WHAT TO PRODUCE ->
Two lines below mark the span: the one containing "point(183, 156)" and the one containing "point(419, 181)". Set down both, plus every line between, exactly as they stand, and nothing else.

== SOURCE DATA

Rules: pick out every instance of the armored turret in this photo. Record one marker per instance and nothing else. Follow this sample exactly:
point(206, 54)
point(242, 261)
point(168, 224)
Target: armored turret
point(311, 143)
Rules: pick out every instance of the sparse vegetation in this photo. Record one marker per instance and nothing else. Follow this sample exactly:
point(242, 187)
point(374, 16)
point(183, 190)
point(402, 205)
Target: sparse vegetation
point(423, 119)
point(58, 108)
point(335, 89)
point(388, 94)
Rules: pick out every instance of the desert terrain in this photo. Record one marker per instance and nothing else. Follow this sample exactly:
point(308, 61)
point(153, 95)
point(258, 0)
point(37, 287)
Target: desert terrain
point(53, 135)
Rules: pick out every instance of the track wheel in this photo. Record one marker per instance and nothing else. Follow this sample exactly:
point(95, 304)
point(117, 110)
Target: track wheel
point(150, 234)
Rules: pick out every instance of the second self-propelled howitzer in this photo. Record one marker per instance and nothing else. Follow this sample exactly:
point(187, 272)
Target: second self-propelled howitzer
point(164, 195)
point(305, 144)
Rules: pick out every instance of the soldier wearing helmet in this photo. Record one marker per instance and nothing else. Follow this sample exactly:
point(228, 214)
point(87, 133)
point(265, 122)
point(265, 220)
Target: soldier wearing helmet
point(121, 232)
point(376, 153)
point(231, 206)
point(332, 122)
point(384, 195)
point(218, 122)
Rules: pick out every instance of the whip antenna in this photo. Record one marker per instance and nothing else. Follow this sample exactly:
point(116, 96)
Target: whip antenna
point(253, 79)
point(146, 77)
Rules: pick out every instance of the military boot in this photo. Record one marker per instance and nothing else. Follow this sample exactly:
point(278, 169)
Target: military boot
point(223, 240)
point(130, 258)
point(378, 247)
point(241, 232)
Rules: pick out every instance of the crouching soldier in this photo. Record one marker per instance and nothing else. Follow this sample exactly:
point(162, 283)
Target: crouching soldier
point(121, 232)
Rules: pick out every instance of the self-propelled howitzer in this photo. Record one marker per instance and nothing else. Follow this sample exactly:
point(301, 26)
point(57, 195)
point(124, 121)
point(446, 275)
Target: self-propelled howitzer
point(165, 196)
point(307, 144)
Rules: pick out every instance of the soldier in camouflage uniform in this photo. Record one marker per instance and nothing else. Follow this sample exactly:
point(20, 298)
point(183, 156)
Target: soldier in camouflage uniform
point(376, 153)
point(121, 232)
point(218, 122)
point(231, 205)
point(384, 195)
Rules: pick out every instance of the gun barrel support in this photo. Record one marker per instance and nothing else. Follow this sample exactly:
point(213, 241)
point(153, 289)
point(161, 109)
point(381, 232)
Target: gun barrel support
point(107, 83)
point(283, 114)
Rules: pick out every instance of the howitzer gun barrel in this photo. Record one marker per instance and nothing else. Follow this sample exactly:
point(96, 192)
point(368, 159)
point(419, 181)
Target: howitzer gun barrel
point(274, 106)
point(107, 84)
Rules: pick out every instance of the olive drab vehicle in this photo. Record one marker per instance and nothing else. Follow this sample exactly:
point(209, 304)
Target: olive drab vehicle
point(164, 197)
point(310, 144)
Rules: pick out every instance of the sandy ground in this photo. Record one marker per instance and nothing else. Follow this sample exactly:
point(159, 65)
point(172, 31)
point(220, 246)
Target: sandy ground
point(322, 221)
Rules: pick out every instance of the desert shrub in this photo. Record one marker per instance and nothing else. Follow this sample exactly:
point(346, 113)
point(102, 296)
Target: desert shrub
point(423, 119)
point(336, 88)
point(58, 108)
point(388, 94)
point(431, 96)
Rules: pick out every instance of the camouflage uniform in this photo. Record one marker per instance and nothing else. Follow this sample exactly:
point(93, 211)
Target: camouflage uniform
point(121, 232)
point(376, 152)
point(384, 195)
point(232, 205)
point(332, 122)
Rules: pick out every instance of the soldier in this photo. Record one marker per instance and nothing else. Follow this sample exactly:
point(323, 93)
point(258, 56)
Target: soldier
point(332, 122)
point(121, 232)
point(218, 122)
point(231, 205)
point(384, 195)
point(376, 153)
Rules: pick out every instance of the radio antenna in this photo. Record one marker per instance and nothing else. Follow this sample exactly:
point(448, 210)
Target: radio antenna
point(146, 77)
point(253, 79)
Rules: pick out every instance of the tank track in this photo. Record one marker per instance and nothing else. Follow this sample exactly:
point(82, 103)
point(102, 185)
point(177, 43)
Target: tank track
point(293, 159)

====

TASK RESPONSE ->
point(183, 156)
Target: soldier in camouflage uniform
point(376, 153)
point(121, 232)
point(218, 122)
point(231, 205)
point(384, 195)
Rules: pick out every instance of the gun barrel support in this photo. Record one marker per instance and nothing else. Follow this sample exactly:
point(213, 241)
point(153, 289)
point(161, 109)
point(381, 232)
Target: gun barrel support
point(107, 83)
point(283, 114)
Rules: pick out every instance of the howitzer gun barrel in this photo. Record one marker per instance and nothing else. Follow this sample exactly:
point(96, 192)
point(368, 159)
point(419, 181)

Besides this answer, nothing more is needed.